> Goal of the exercise: How many lines in the items below contain the string "dark"? Reply with the number alone.

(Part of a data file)
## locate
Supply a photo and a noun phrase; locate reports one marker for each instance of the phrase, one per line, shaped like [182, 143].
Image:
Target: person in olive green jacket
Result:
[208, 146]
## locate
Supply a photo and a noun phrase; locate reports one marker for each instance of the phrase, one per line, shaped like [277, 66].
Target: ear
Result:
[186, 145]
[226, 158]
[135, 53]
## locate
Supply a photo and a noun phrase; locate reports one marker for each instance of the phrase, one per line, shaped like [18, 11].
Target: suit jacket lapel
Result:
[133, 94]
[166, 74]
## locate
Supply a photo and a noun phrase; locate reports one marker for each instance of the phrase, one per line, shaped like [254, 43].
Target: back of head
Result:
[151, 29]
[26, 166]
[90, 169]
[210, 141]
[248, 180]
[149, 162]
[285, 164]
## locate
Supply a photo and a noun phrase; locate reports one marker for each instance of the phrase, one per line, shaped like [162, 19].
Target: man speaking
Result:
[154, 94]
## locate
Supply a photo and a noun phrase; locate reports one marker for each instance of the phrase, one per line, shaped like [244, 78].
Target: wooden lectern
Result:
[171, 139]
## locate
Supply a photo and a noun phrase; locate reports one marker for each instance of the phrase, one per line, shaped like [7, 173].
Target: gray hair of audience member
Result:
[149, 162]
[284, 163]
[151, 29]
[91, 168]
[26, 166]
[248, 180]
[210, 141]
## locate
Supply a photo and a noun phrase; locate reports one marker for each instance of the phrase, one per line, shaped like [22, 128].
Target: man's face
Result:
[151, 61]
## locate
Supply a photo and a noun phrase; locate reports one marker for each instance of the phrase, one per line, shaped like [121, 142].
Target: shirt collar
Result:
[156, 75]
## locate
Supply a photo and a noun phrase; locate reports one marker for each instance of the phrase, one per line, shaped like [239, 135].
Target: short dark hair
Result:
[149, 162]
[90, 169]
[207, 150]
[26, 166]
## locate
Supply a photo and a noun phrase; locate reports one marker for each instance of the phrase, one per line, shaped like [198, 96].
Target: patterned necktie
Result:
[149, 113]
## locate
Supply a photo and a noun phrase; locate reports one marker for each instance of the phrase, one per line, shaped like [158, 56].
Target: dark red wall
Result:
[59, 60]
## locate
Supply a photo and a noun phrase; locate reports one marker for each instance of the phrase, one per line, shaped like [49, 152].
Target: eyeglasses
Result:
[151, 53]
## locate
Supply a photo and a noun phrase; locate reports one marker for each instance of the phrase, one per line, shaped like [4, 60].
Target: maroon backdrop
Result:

> Answer: 2